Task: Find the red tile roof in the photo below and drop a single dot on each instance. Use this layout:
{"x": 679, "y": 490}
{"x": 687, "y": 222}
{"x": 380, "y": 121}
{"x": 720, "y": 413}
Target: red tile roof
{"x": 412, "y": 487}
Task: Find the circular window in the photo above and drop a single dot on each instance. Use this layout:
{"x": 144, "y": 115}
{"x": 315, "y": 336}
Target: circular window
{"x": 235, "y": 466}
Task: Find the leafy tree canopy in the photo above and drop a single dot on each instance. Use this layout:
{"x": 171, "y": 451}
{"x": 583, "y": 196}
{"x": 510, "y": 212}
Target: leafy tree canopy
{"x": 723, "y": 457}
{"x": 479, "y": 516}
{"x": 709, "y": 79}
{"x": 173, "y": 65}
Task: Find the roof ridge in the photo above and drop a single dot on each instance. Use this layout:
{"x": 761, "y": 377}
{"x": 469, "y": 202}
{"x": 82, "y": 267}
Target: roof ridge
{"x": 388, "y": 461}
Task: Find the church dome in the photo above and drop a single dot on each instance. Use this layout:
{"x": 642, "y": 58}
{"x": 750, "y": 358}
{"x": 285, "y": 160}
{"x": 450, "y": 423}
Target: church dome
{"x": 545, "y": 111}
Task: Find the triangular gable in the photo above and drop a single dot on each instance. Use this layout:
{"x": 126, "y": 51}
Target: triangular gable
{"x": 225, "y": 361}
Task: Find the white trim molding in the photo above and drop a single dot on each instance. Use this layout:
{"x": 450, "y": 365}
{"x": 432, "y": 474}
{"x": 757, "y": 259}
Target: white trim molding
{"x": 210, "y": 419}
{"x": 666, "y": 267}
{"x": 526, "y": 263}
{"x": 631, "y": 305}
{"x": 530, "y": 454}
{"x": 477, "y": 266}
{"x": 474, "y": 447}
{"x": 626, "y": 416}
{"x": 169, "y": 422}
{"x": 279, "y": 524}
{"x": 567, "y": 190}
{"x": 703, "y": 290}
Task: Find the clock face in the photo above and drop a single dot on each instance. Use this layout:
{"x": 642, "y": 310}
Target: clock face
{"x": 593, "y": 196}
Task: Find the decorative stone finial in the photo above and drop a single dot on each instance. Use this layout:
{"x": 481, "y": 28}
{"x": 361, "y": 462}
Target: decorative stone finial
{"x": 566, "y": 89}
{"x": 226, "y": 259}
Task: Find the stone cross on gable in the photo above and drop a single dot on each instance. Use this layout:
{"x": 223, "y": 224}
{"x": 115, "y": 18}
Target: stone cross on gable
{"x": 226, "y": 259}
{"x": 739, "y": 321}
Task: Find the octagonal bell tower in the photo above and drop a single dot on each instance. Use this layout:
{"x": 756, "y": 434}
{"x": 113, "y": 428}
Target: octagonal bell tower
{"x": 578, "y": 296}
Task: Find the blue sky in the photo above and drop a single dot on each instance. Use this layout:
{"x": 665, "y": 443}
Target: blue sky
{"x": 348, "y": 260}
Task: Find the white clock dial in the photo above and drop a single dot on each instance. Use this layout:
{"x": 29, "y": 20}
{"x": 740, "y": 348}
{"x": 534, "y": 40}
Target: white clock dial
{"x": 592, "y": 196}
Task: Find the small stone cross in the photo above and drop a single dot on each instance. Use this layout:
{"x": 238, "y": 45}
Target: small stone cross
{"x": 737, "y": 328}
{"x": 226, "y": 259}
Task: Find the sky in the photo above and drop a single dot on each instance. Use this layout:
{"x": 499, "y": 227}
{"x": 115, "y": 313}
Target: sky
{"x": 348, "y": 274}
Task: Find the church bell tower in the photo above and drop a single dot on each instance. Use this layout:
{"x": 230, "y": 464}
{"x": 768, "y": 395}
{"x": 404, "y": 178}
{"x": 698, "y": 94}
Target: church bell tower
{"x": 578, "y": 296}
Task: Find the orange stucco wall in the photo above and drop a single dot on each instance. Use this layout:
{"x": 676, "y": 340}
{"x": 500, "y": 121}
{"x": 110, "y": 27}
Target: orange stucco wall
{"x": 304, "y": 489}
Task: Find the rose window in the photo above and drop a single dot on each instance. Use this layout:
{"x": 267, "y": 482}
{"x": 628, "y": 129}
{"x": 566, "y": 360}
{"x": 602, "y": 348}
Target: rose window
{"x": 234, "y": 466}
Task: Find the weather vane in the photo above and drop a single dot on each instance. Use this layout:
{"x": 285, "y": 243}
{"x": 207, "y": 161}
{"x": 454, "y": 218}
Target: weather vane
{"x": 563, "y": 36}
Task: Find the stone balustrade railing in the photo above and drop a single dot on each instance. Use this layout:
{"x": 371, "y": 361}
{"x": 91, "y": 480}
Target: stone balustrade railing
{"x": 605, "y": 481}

______

## Problem description
With the line containing "Task: Find the weather" as the start and the last line of the listing as the end, restate that stretch word for word and nothing else.

## Solved problem
Task: Find the weather vane in the photo above and drop a single dot on each instance. Use this layout:
{"x": 285, "y": 243}
{"x": 207, "y": 161}
{"x": 454, "y": 218}
Target: weather vane
{"x": 563, "y": 36}
Task: Find the stone balustrade railing in the photo above and drop a single dot on each instance. Use this layout:
{"x": 371, "y": 361}
{"x": 91, "y": 480}
Target: stone balustrade railing
{"x": 605, "y": 481}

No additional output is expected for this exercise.